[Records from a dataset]
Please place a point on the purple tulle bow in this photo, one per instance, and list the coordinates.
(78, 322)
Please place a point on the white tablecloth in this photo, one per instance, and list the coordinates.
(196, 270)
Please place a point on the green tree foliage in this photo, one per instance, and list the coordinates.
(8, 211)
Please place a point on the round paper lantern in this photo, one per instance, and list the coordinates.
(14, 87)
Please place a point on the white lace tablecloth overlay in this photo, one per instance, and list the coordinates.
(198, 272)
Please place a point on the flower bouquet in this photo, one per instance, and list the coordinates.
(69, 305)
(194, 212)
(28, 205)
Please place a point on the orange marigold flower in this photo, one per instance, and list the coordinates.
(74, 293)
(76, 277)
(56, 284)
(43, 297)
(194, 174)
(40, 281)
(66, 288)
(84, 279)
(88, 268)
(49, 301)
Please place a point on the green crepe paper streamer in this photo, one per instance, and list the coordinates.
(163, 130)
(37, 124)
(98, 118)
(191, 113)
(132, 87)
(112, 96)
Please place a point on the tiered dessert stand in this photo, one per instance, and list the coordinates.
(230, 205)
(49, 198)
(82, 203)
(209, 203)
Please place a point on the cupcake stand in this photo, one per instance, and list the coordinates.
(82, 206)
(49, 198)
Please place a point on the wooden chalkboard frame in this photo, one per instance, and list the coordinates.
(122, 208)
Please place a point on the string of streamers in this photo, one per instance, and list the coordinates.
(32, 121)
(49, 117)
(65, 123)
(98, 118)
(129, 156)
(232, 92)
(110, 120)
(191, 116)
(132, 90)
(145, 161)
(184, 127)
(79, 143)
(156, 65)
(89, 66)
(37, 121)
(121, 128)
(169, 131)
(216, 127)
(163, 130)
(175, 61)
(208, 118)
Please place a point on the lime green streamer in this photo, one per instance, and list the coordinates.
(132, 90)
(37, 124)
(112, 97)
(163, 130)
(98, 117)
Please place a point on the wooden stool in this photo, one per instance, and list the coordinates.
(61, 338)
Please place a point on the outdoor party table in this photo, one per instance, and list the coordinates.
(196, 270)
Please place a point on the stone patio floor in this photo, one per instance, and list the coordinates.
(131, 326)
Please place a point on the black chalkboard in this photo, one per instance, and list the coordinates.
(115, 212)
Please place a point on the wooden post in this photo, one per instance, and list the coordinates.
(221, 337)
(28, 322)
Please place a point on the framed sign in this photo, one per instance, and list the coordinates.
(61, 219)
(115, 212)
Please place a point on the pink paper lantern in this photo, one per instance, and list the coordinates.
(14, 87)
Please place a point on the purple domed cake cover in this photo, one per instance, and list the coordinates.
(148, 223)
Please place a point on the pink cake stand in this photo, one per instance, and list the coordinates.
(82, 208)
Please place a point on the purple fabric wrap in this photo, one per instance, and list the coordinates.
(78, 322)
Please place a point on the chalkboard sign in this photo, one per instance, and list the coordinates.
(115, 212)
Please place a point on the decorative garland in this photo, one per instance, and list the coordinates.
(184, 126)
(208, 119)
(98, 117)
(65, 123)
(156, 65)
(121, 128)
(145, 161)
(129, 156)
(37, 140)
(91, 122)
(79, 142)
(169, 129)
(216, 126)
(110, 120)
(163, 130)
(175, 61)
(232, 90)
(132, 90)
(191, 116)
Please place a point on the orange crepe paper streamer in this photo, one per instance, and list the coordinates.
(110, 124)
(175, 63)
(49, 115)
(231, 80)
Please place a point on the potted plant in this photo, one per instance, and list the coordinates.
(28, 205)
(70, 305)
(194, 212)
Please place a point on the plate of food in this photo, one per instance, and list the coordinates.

- Problem statement: Word for word, copy out the records.

- Answer box:
Please place a point on the purple tulle bow in this photo, one per instance, and list the coordinates.
(78, 322)
Please place a point on the white tablecloth in this photo, one per instance, and list the coordinates.
(196, 270)
Please place a point on the green tree foliage in this photo, one per instance, and list the coordinates.
(8, 211)
Please place a point on the round paper lantern in this photo, one per instance, and list the coordinates.
(14, 87)
Please place a point on the white lace tablecloth overlay in this photo, one per instance, and list the coordinates.
(198, 272)
Please place a point on the flower bouquet in this photo, one per instance, and list the coordinates.
(69, 305)
(194, 212)
(28, 205)
Please place a point on the orange marigold flower in this photo, one per instance, and list the coordinates.
(74, 293)
(76, 277)
(56, 284)
(43, 297)
(194, 174)
(40, 281)
(66, 288)
(84, 279)
(88, 268)
(49, 301)
Please place a point on the green crepe paper streamer in this photo, one per instance, and list the coordinates.
(163, 130)
(37, 124)
(98, 118)
(191, 113)
(132, 87)
(112, 96)
Please place a point on the tiered dessert stand in this photo, one per instance, and list the coordinates.
(230, 205)
(49, 198)
(82, 203)
(209, 203)
Please place a point on the cupcake stand in this photo, one per instance, and list the coordinates.
(82, 206)
(49, 198)
Please place a point on the wooden chalkboard frame in this photo, one per instance, and list the coordinates.
(122, 208)
Please place a point on the string of streamers in this photo, one per instance, and list the coordinates.
(32, 121)
(49, 117)
(65, 123)
(98, 118)
(129, 156)
(232, 92)
(110, 120)
(191, 116)
(132, 90)
(145, 161)
(184, 127)
(79, 143)
(156, 65)
(89, 66)
(37, 121)
(121, 128)
(169, 131)
(216, 127)
(163, 130)
(175, 61)
(208, 118)
Please place a point on the lime green streamer in this photo, one per instance, and list the coordinates.
(132, 90)
(37, 124)
(112, 97)
(163, 130)
(98, 117)
Please place a point on the wooden stool in this photo, one per instance, and list the coordinates.
(61, 338)
Please place a point on the outdoor party table in this photo, one per instance, and list the coordinates.
(196, 270)
Please place a point on the stone patio floor in this photo, one per instance, and list the coordinates.
(131, 326)
Please place a point on the black chalkboard in this photo, one per instance, and list the coordinates.
(115, 212)
Please place a point on the wooden post in this photo, one per instance, and list the coordinates.
(221, 337)
(28, 322)
Please place a point on the framed sign in this photo, one per instance, and list the coordinates.
(61, 219)
(115, 212)
Please place a point on the pink paper lantern in this photo, one per instance, and list the coordinates.
(14, 87)
Please place a point on the purple domed cake cover in this photo, one per instance, and list the coordinates.
(148, 223)
Please place a point on the pink cake stand in this photo, one per instance, and list the coordinates.
(82, 208)
Please place a point on the purple fabric wrap in this photo, one per instance, and list the coordinates.
(78, 322)
Please place a point on the chalkboard sign in this photo, one per instance, and list the coordinates.
(115, 212)
Please place a point on the decorative garland in this photo, one per instance, and list the coordinates.
(184, 126)
(208, 119)
(98, 117)
(65, 123)
(156, 65)
(121, 128)
(145, 161)
(129, 156)
(37, 140)
(91, 122)
(79, 142)
(169, 129)
(216, 126)
(110, 120)
(163, 130)
(175, 61)
(232, 90)
(132, 90)
(191, 116)
Please place a point on the orange crepe paper streamer in this photo, one per instance, and list the coordinates.
(110, 124)
(175, 63)
(49, 115)
(231, 80)
Please place a point on the potted plant in this photo, one per instance, and list the coordinates.
(28, 205)
(70, 305)
(194, 212)
Please place a point on the plate of food in this photo, one per instance, and list the coordinates.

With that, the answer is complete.